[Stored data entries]
———

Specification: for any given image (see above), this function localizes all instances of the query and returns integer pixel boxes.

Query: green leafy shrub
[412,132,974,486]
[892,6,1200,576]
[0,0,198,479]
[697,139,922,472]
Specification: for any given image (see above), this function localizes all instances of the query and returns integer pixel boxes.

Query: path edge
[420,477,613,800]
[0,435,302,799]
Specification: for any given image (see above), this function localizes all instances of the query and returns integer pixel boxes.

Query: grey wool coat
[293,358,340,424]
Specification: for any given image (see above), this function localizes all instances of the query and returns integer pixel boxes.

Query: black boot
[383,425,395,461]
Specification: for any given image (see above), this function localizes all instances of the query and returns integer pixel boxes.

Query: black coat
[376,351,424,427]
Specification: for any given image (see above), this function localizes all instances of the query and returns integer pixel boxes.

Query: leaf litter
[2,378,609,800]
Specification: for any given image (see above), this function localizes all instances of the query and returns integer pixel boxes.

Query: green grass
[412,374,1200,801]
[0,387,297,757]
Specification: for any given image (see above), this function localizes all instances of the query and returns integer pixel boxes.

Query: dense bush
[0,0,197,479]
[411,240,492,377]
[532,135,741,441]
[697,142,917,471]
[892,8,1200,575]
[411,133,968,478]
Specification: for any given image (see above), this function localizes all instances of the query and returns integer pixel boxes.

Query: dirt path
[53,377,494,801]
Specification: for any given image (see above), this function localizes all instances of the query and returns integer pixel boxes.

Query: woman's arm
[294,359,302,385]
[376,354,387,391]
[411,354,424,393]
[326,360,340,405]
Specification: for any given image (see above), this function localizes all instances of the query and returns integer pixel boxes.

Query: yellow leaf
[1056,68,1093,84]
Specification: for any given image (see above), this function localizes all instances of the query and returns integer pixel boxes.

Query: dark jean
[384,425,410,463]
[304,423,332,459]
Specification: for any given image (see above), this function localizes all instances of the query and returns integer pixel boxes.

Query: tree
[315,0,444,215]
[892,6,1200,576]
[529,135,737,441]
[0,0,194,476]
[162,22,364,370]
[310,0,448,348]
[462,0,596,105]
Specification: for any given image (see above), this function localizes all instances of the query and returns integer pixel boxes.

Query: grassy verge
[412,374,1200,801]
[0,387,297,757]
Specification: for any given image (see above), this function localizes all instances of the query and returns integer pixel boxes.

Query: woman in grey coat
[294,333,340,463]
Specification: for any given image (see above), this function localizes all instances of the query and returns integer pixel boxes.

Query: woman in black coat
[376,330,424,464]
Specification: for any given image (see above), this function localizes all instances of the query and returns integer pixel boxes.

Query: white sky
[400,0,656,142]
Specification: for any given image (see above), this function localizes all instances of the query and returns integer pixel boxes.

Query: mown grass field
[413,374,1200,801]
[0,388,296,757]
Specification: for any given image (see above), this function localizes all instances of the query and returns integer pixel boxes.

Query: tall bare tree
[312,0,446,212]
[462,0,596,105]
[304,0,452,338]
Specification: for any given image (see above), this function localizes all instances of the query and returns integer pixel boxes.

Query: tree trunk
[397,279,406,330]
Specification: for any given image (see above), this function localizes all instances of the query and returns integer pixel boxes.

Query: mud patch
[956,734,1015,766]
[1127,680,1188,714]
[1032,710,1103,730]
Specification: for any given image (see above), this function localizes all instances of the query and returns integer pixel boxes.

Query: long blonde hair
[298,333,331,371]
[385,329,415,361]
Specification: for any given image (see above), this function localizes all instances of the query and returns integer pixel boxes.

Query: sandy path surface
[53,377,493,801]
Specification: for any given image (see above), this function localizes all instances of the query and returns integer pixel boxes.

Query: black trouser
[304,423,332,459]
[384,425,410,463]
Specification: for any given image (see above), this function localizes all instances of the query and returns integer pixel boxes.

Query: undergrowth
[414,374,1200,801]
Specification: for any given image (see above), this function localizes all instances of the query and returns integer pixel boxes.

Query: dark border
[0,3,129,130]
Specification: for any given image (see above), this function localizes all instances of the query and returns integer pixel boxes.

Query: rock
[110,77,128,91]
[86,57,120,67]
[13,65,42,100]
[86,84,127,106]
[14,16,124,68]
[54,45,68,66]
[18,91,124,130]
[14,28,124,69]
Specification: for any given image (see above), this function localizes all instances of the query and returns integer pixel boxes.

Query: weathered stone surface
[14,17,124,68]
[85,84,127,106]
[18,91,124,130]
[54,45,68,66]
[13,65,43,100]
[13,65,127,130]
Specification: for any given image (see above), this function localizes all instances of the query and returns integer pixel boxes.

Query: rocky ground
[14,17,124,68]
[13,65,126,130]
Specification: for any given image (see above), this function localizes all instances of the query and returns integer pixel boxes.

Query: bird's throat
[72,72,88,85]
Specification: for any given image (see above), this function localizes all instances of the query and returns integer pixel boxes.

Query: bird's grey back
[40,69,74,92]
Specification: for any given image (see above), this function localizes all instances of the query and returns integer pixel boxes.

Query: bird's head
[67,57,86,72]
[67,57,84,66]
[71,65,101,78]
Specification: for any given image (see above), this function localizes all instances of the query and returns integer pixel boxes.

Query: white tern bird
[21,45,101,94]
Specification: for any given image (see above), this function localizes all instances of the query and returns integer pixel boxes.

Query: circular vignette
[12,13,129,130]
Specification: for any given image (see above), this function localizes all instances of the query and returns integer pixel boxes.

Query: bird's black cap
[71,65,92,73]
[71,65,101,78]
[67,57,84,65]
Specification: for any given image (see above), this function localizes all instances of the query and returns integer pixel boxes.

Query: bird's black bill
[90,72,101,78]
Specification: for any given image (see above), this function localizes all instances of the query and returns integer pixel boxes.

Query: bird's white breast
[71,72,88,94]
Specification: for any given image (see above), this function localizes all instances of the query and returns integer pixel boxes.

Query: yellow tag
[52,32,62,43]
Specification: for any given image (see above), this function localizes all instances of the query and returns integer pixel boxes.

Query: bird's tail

———

**YOUR ASSIGNMENT:** Make an exact transcription of the entries.

**TASK RESPONSE:**
Specification: for any given image (see above), this function localizes all instances of the query and returns integer pixel boxes.

Query: green leafy shrub
[412,132,974,486]
[892,6,1200,576]
[0,0,198,479]
[697,139,922,472]
Specification: for any given image (see above), this function localizes all instances of the query and returns integer pixel boxes.

Query: path edge
[420,477,613,800]
[0,435,302,799]
Specification: for any given image (see above), this function localizes all instances of the query and returns integer pixel boxes.

Query: grey wool coat
[293,358,340,424]
Specification: for any given image (see above), this function localizes all instances of the query and returns integer pixel boxes.

Query: black boot
[383,425,395,461]
Specification: for any given image (see above), this function localizes all instances of the query and returns integer pixel boxes.

Query: black coat
[376,351,424,427]
Specification: for any given image (see above), this function localizes all instances of the query and returns integer pixel boxes.

Query: leaf litter
[2,378,609,800]
Specification: for any given image (see above), this function localizes all instances of the query and returns integer pixel boxes.

Query: green grass
[412,374,1200,801]
[0,387,297,757]
Specification: for any given image (see above), this function localizes all instances of the query and returns integer pixel boxes.

Query: dense bush
[0,0,197,479]
[411,240,492,377]
[532,135,741,441]
[697,142,917,471]
[892,8,1200,575]
[411,133,968,478]
Specification: for any given image (see above), this function localizes all instances of the query and returns integer pixel boxes.

Query: dirt path
[53,377,494,801]
Specification: for any given image (see above), this function localizes all instances of the query and returns integer pixel boxes.

Query: woman's arm
[294,359,302,385]
[376,354,387,391]
[411,354,424,393]
[326,360,340,405]
Specification: for any given image (see above), this function localizes all instances of the query and returns integer pixel boxes.

Query: yellow leaf
[1056,68,1093,84]
Specification: for any given image (see above), this function localizes all instances of the query and returns integer pixel boxes.

Query: dark jean
[384,425,410,463]
[304,423,332,459]
Specification: for any given image (see above), this function localizes all instances of the query and returns integer pixel boxes.

Query: tree
[315,0,444,215]
[892,6,1200,576]
[529,135,737,441]
[0,0,194,476]
[162,22,364,370]
[310,0,448,348]
[462,0,596,105]
Specification: for any given image (see above), this function localizes all instances of the query and returns integer pixel boxes.

Query: grassy verge
[412,374,1200,801]
[0,387,297,757]
Specification: for any given image (see above), this function localizes all instances of the query and returns integer pixel boxes.

Query: woman in grey coat
[294,333,340,463]
Specification: for any given image (see above), this function localizes all instances of the query and returns integer pixel boxes.

Query: woman in black coat
[376,330,424,464]
Specification: for any given image (see above), this function localizes all instances of the query and returns integer pixel boxes.

Query: white sky
[400,0,656,142]
Specification: for any given image (see above), this function localizes all instances of the query and returns integer pixel boxes.

Query: mown grass field
[413,374,1200,801]
[0,388,296,757]
Specification: for any given image (see above), this function localizes all instances of the query and returns integer pixel boxes.

Query: tall bare tree
[312,0,446,212]
[462,0,596,105]
[304,0,452,338]
Specification: for any given image (see above), this function localizes all instances of the query and returns integer pixel boxes.

Query: tree trunk
[397,279,406,330]
Specification: for any given image (see above), this function localizes all instances of the query and returns integer pixel boxes.

Query: mud patch
[956,734,1015,766]
[1127,680,1188,714]
[1032,710,1103,730]
Specification: for any given image (see above), this function localizes all instances of the query and returns integer pixel boxes.

Query: long blonde hair
[298,333,331,371]
[385,329,415,361]
Specification: for any given image (see above), this function localizes all instances of the query and returns integer pixel boxes.

Query: sandy path surface
[53,377,493,801]
Specification: for any given image (see above), this function localizes all instances of the query and returns integer pixel boxes.

Query: black trouser
[304,423,332,459]
[384,425,410,463]
Specification: for any given image (see above), this function localizes all instances of the query and returns integer pixel boxes.

Query: undergrowth
[414,374,1200,801]
Specification: for any given image (see above), this function localizes all instances of the query and returns integer pixel boxes.

Query: dark border
[0,3,129,130]
Specification: for any given image (see above), this function localizes all instances of the query and returns integer pixel boxes.

Query: rock
[110,77,128,91]
[86,57,120,67]
[13,65,42,100]
[86,84,127,106]
[14,16,124,68]
[54,45,68,66]
[18,91,124,130]
[14,28,124,69]
Specification: for any given image (see above), this function localizes all instances of the query and returns integer pixel boxes.

Query: weathered stone surface
[14,17,124,68]
[85,84,127,106]
[18,91,124,130]
[54,45,68,66]
[13,65,43,100]
[13,65,127,130]
Specification: for any given image (see above), this function localizes all instances of the query and returns integer pixel boxes.

Query: rocky ground
[14,17,124,68]
[13,65,126,130]
Specification: for any given image (see above), this function localizes all instances of the query and returns integer pixel boxes.

Query: bird's throat
[72,72,88,85]
Specification: for any given image (see above), this function localizes all instances of the query and returns integer pixel boxes.

Query: bird's grey back
[40,69,74,92]
Specification: for any given image (see above), this function localizes all instances of the query and returns integer pixel boxes.

Query: bird's head
[67,57,86,72]
[67,57,84,66]
[71,65,101,78]
Specification: for any given image (see above), this function localizes all instances of the query and returns integer pixel boxes.

Query: white tern bird
[21,45,101,94]
Specification: for any given image (see above), this function localizes all instances of the query and returns integer pixel boxes.

Query: circular vignette
[12,13,129,130]
Specification: for any given image (see above), this function localizes all instances of the query and returns integer pixel boxes.

Query: bird's black cap
[71,65,92,73]
[71,65,101,78]
[67,57,84,65]
Specification: for any given image (see above), this function localizes all instances of the query and returns integer pixel boxes.

Query: bird's black bill
[90,72,101,78]
Specification: for any given image (see above), this function localizes all instances of the query and returns integer pixel boxes.

Query: bird's white breast
[71,72,88,94]
Specification: for any given image (see above), this function localizes all instances of the query and returns integer pixel boxes.

Query: yellow tag
[52,32,62,43]
Specification: for any given image (see above), this function localizes all instances of the query and returns integer pixel boxes.

Query: bird's tail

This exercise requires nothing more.